* [Aim]:
Gather every line of the records that contains the string "marine", matching case exactly.

* [Records for processing]:
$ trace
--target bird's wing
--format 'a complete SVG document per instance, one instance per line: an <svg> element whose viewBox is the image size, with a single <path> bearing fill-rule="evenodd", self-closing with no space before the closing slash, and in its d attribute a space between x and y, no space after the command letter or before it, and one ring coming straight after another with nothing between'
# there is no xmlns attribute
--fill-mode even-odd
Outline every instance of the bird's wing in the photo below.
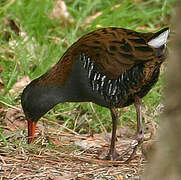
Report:
<svg viewBox="0 0 181 180"><path fill-rule="evenodd" d="M122 28L96 30L79 39L72 54L84 53L95 62L98 72L114 79L135 63L155 57L155 48L147 43L153 33L142 34Z"/></svg>

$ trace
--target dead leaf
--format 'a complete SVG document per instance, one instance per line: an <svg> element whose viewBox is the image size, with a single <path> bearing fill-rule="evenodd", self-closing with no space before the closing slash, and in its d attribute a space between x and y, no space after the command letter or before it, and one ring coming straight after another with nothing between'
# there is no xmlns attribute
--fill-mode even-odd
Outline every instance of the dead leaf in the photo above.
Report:
<svg viewBox="0 0 181 180"><path fill-rule="evenodd" d="M28 76L23 77L18 82L16 82L13 88L9 91L10 93L20 93L24 87L30 82L30 78Z"/></svg>
<svg viewBox="0 0 181 180"><path fill-rule="evenodd" d="M61 173L61 174L62 176L57 176L54 180L71 180L76 178L75 174L67 174L67 173Z"/></svg>
<svg viewBox="0 0 181 180"><path fill-rule="evenodd" d="M96 19L97 17L99 17L100 15L102 15L102 12L99 11L96 14L92 15L92 16L88 16L88 18L84 21L84 23L89 24L91 23L94 19Z"/></svg>

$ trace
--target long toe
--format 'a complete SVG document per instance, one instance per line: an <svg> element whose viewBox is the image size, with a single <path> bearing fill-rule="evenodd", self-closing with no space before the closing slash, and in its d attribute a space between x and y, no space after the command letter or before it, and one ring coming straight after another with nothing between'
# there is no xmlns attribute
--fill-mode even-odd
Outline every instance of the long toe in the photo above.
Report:
<svg viewBox="0 0 181 180"><path fill-rule="evenodd" d="M115 161L115 160L119 160L119 157L120 157L120 154L116 150L114 150L113 152L109 152L103 159Z"/></svg>

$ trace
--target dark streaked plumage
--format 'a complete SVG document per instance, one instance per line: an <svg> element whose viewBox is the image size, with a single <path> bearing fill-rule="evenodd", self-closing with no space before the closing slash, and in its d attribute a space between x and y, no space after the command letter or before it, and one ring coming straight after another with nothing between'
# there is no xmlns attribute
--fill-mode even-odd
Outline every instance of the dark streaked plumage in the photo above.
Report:
<svg viewBox="0 0 181 180"><path fill-rule="evenodd" d="M24 89L21 100L28 119L29 142L34 140L38 119L56 104L94 102L109 108L112 115L112 140L106 159L120 158L115 150L115 108L135 104L136 138L138 144L141 143L141 98L158 80L160 66L167 55L168 35L168 28L157 33L104 28L80 38L52 69Z"/></svg>

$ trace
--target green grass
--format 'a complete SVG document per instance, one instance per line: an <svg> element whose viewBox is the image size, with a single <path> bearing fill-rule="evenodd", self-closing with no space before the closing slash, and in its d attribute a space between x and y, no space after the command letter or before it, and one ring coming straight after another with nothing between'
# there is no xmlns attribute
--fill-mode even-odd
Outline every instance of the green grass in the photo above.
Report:
<svg viewBox="0 0 181 180"><path fill-rule="evenodd" d="M13 2L11 4L11 2ZM133 30L153 29L169 25L168 18L173 16L173 4L176 0L67 0L67 9L72 24L63 20L50 19L53 8L52 0L0 0L0 66L3 67L1 77L4 82L4 92L0 100L11 105L20 104L19 94L10 94L14 83L24 76L34 79L52 67L66 51L66 49L83 34L99 27L125 27ZM118 8L110 10L115 5ZM85 19L96 12L102 15L85 24ZM7 19L13 19L21 32L27 38L18 36L7 26ZM6 32L10 34L9 41ZM56 41L55 41L56 40ZM16 42L11 45L9 42ZM148 108L154 114L162 99L164 75L144 98L144 109ZM5 106L6 107L6 106ZM95 112L96 113L95 113ZM133 106L122 110L121 125L135 127L136 115ZM64 103L57 105L45 117L52 121L60 121L69 128L80 133L89 131L102 132L103 127L111 130L111 119L106 108L90 103ZM75 119L77 122L75 123ZM1 119L2 120L2 119Z"/></svg>

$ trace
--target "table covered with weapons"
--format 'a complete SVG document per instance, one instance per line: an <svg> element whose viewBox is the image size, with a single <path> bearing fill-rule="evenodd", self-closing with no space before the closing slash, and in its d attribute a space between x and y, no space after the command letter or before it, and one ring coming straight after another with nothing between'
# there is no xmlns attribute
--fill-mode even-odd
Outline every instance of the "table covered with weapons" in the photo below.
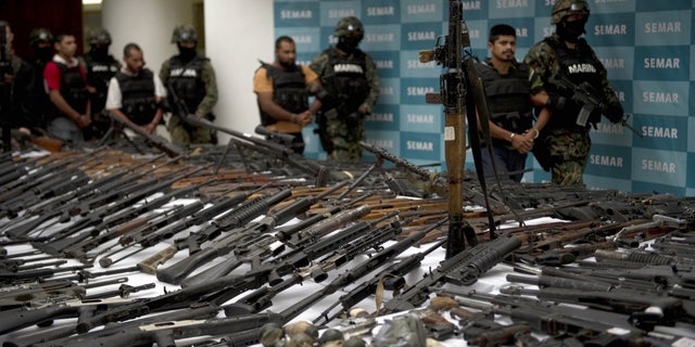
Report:
<svg viewBox="0 0 695 347"><path fill-rule="evenodd" d="M695 344L691 197L152 141L0 158L3 346Z"/></svg>

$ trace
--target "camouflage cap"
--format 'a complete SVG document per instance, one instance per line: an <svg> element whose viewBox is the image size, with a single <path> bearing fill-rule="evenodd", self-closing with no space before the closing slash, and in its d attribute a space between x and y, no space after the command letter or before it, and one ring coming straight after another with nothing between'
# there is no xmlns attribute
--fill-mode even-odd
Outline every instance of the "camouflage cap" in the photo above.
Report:
<svg viewBox="0 0 695 347"><path fill-rule="evenodd" d="M39 41L53 42L53 34L47 28L35 28L29 33L29 44L36 44Z"/></svg>
<svg viewBox="0 0 695 347"><path fill-rule="evenodd" d="M111 44L111 34L109 34L109 31L104 28L96 28L89 31L87 41L89 41L89 44Z"/></svg>
<svg viewBox="0 0 695 347"><path fill-rule="evenodd" d="M557 0L553 7L551 24L558 24L570 14L582 14L589 17L589 4L584 0Z"/></svg>
<svg viewBox="0 0 695 347"><path fill-rule="evenodd" d="M365 27L357 17L349 16L338 21L333 36L340 38L351 33L356 33L361 38L365 36Z"/></svg>
<svg viewBox="0 0 695 347"><path fill-rule="evenodd" d="M174 33L172 34L172 43L180 41L198 42L198 33L192 25L179 24L174 28Z"/></svg>

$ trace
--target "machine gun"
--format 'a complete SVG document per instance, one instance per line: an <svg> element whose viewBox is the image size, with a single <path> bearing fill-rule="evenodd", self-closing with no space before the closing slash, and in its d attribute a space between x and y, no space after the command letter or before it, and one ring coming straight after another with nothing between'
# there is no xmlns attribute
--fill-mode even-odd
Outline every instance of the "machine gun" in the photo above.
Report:
<svg viewBox="0 0 695 347"><path fill-rule="evenodd" d="M426 99L428 103L441 102L444 105L444 156L448 176L450 213L446 258L462 252L466 241L469 246L478 244L475 231L470 226L467 226L463 216L464 163L466 162L466 115L464 111L467 108L468 112L475 114L475 107L471 107L470 104L466 105L472 99L467 92L469 88L466 87L470 86L470 80L463 64L463 48L470 46L463 12L460 1L450 0L448 34L444 44L438 42L433 50L420 52L421 63L435 61L446 69L440 76L440 93L428 95Z"/></svg>
<svg viewBox="0 0 695 347"><path fill-rule="evenodd" d="M596 110L604 110L606 104L606 98L597 97L599 92L594 89L589 82L582 82L577 85L572 82L563 72L557 72L551 76L548 81L563 90L567 90L572 94L572 101L582 107L577 116L577 125L585 127L589 121L589 117ZM628 123L628 117L623 117L619 121L620 125L630 129L634 134L640 138L644 138L644 134L639 132Z"/></svg>

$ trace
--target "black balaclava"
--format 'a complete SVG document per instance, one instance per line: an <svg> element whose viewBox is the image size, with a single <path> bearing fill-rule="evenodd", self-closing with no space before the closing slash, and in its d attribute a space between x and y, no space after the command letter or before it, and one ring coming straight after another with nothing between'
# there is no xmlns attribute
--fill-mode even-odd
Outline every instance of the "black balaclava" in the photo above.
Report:
<svg viewBox="0 0 695 347"><path fill-rule="evenodd" d="M336 47L338 47L339 50L350 54L354 52L355 49L357 49L359 41L362 41L362 38L359 36L342 36L338 40L338 44L336 44Z"/></svg>
<svg viewBox="0 0 695 347"><path fill-rule="evenodd" d="M563 21L557 24L556 31L563 40L577 42L579 37L586 33L584 31L584 25L586 25L586 18L574 22L568 22L567 18L563 18Z"/></svg>
<svg viewBox="0 0 695 347"><path fill-rule="evenodd" d="M193 60L193 57L195 57L197 51L195 48L186 48L186 47L181 47L181 44L176 44L178 47L178 54L181 57L181 61L184 62L190 62L191 60Z"/></svg>
<svg viewBox="0 0 695 347"><path fill-rule="evenodd" d="M33 44L31 51L34 51L34 56L43 63L50 62L53 59L53 47L50 44L47 47Z"/></svg>
<svg viewBox="0 0 695 347"><path fill-rule="evenodd" d="M92 46L90 52L91 56L98 62L103 62L109 59L109 46Z"/></svg>

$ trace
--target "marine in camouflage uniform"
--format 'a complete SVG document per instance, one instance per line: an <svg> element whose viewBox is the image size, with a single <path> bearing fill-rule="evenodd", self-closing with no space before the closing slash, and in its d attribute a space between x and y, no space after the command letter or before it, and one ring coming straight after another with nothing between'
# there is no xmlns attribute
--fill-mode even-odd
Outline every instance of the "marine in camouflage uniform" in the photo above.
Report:
<svg viewBox="0 0 695 347"><path fill-rule="evenodd" d="M553 110L533 153L543 168L553 174L553 182L558 184L583 184L582 175L591 150L589 127L601 120L601 114L612 123L623 118L622 106L607 79L606 68L589 43L580 38L585 33L589 14L584 0L558 0L551 17L556 33L535 43L523 60L541 75L549 95L546 106ZM572 100L571 92L549 81L558 72L576 85L589 82L603 92L606 106L595 110L585 126L577 124L581 105Z"/></svg>
<svg viewBox="0 0 695 347"><path fill-rule="evenodd" d="M96 28L89 33L91 49L80 57L87 69L87 82L91 95L91 125L83 129L85 140L103 137L111 126L111 118L105 112L109 81L123 66L113 55L109 54L111 34L103 28Z"/></svg>
<svg viewBox="0 0 695 347"><path fill-rule="evenodd" d="M177 110L174 94L182 100L188 112L197 117L214 120L213 106L217 103L217 79L210 59L198 54L198 34L190 25L174 28L172 43L179 54L164 61L160 79L169 90L169 105L174 107L167 129L174 143L217 143L213 129L189 125L181 119L184 110Z"/></svg>
<svg viewBox="0 0 695 347"><path fill-rule="evenodd" d="M341 18L333 35L338 43L309 65L326 90L317 95L321 101L321 112L316 116L317 131L328 159L358 163L364 118L371 114L379 97L379 77L374 60L357 48L364 38L358 18Z"/></svg>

* [Final result]:
--target "marine in camouflage uniform"
Outline every instance of the "marine in camouflage uniform" in the photo above.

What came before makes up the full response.